**Document extract:**

    Shamnad said (May 15, 2007):

    Thanks very much for your incisive queries. Mrinalini is absolutely right here. The only enquiry at the stage of a prelim injunction is whether the
    plaintiff has made out a prima facie case (a case that is good on the face of it…). And I think you’re right that in this case, it appears that no prima facie case was made out (so the first condition for the grant of a prelim injunction itself is not present). Is this factually correct, [Mrinalini]? I.e. That the judge found there was no prima facie case for infringement?

    If it is, then all this stuff about patent validity etc is obiter–for as Anoop rightly says, if there is no prima facie case on infringement, then patent validity really doesn’t matter in an issue involving the grant of a temporary injunction.

  2. Mrinalini Kochupillai

    Continuing the above discussion…
    Mrinalini said (May 16, 2007):
    Shamnad, thanks for the inputs. The court focussed more on prima facie case for the validity of the patent – looking into the prior art etc. There was just a brief discussion on infringement. The judgements are themselves really haphazard and the court has identified the main issue as whether or not there is a presumption of validity of a [granted] patent in a preliminary injunction case and whether when there is a challenge to the validity of a patent, a PI should be granted.

    Indeed, the court could well have just said that there is no prima facie case made out for infringement and avoided the issue of validity of the patent but chose not to do so. The interesting question might be why the court so chose.

  3. Mrinalini Kochupillai

    Shamnad said (May 16, 2007):

    I am copying our litigation expert Shwe[tashree] on this.

    For the benefit of Anoop, let me lay down the 3 factor test that courts normally use for deciding whether to grant a temporary injunction:

    1. Prima facie case
    2. balance of convenience in plaintiff’s favour, and
    3. plaintiff would suffer irreparable injury if injunction is not granted.

    Shwe, it seems like the court had two options here:

    1. no prima facie case, since infringement not likely (2 layer vs 3 layer)
    2. no prima facie case, since patent does not appear to be valid (of course, this issue might also impact the second and third factors above).

**Exercise details:**
Extend the discussion of preliminary injunctions in the patent case, starting after its last line, "no prima facie case, since patent does not appear to be valid". The listing that comes next is separate material, unrelated to the discussion of preliminary injunctions.

**Provided data:**
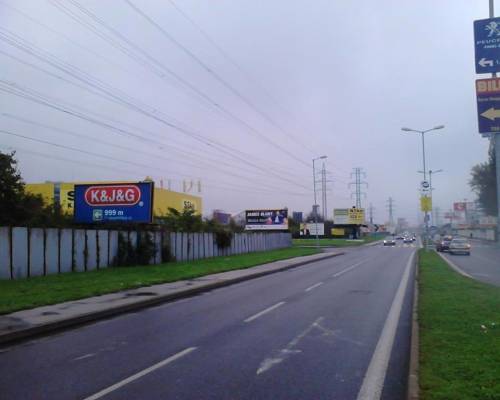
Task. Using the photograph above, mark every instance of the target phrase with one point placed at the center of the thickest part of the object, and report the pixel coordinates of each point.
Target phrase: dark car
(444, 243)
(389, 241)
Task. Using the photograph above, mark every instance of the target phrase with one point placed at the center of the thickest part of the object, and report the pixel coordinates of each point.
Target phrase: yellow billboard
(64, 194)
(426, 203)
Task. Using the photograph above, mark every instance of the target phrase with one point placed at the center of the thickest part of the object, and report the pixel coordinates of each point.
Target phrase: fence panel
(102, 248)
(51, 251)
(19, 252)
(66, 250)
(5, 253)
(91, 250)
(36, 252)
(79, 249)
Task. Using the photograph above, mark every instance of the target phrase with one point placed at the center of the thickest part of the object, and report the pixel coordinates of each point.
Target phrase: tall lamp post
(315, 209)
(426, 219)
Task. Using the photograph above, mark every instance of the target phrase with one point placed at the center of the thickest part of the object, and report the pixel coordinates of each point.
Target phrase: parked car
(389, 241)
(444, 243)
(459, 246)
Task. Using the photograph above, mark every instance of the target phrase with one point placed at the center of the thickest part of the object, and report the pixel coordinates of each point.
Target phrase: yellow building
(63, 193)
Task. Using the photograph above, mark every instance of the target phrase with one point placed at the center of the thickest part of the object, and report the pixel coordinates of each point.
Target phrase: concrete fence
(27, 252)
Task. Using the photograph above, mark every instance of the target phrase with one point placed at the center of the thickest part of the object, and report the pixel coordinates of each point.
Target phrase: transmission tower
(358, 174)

...

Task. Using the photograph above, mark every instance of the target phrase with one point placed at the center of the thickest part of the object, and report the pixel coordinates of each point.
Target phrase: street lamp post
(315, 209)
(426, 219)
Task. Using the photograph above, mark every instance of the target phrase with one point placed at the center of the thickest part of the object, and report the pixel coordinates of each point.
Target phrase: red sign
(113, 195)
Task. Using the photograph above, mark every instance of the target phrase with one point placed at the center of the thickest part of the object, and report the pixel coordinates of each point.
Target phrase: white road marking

**Output below:**
    If they could have disposed this off under point 1 above, why did they have to go into 2?

  4. manu

    Here the case relates to revocation of the injunction already granted and therefore the Court will have to analyse more elaborately into the three principles laid down for grant of temporary injunction based on the validity of the patent in question for continuance of the injunction; rather than going into details whether the Defendants infringed the patent or not. Both the High Court and District Court has observed that the patent is not valid and therefore the injunction cannot be continued. I am unable to comment more on the validity of the patent since I am also involved in this case on behalf of the Defendants. In any case, Bilcare has filed an SLP before the Supreme Court of India but surprisingly only against one of the Defendants.

  5. Shamnad Basheer

    Thanks Manu,

    But, isn’t it easier to make an “infringement” determination, as opposed to an “invalidity” determination?

    In other words, at the level of a temporary injunction and proving a prima facie case, it seems to me that it would be easier to do an “infringement” analysis than an “invalidity” analysis (not always–but certainly in a case like Bilcare).


  6. Anonymous

    well shamnad, as they say attack is the best form of defence.the defendents here have questioned yhe validity of the patent itself rather than justifying the legality of their own product.when the said patent is itself invalid there can be no question of its infringement in the first the plantiff is not entitled to point a finger at the defendants.